GOAL: Quote only the lines that start at the line with "Field-scouting task: mark every instance of the forearm" and run to the end of the entries; omit the pictures.

╭─ WORKING DATA

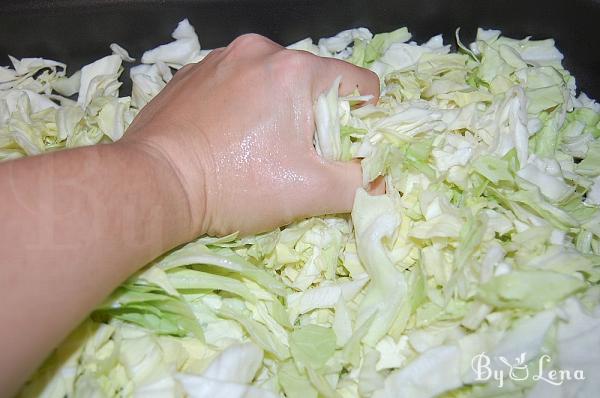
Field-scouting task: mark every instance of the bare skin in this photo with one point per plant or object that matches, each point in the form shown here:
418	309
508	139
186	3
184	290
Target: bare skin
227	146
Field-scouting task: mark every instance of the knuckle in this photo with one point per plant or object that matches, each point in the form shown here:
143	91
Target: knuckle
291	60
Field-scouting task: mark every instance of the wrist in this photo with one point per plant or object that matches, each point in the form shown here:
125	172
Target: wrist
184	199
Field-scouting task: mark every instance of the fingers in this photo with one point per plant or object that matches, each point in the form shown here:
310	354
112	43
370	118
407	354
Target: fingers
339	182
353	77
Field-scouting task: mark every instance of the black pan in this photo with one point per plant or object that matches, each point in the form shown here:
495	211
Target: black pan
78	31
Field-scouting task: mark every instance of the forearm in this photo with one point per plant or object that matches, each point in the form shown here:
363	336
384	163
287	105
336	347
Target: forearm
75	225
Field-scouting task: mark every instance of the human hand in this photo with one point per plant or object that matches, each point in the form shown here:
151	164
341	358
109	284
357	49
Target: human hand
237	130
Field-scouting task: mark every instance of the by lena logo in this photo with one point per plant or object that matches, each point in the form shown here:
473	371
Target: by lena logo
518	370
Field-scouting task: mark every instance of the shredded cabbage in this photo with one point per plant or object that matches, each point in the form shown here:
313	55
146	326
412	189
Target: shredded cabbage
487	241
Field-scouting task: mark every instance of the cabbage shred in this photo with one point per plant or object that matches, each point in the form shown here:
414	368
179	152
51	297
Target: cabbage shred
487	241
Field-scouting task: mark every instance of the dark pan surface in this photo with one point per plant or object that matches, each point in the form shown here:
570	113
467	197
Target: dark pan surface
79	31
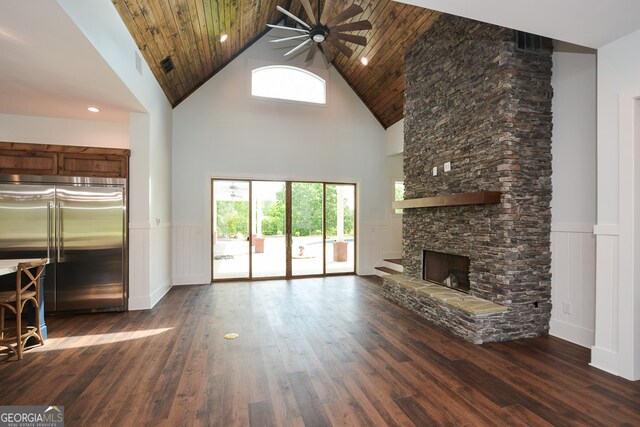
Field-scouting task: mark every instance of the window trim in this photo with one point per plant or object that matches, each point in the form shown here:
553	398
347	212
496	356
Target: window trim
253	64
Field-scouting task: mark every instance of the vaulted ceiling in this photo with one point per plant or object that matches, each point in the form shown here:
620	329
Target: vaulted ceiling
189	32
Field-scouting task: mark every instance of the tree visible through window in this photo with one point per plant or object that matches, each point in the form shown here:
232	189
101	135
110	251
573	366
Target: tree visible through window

╰─

CORRECT RESULT:
Field-scouting task: mark every instance of the forearm in this photo with one point per plant or object that matches, each point in the form shown here:
363	336
384	163
287	105
336	347
Target: forearm
75	225
Field-scouting task: mark every instance of the human hand in this photo with one point per plant or object that matches, each point in the form shown here:
151	164
341	358
109	284
357	49
Target: human hand
237	130
Field-scouting task: mark every instance of the by lena logo in this photo with one point per plant or object that matches, each point in the form shown here:
473	371
Target: by lena logo
518	370
Field-scouting task: mark every instance of the shredded cabbage in this photo with one point per plant or object that matches, each point in the form shown here:
313	55
146	326
412	189
Target: shredded cabbage
487	241
Field-scouting task: mark every instance of the cabbage shred in this photo with one point per plant or object that matches, each point in the form shown here:
414	368
179	152
51	297
Target: cabbage shred
487	241
Field-scouting task: mark every instance of the dark pan surface in this photo with one point per plant or object that matches, each point in the form shown here:
570	113
467	197
Target: dark pan surface
79	31
Field-scouting task: mark every instance of the window trim in this photo with one point per plant or object that matches, each point in the form shown here:
553	398
347	212
496	356
Target: window trim
253	64
Field-scouting task: mark every instance of the vaulted ceiling in this photo with one point per plant or object that matches, each point in the form shown here:
620	329
Target: vaulted ceiling
189	32
Field-scouting task: mark every instance of the tree visible through window in this photo with one point per plant or object that matches, each point in the form shown here:
232	189
101	135
110	251
573	366
Target: tree visible through window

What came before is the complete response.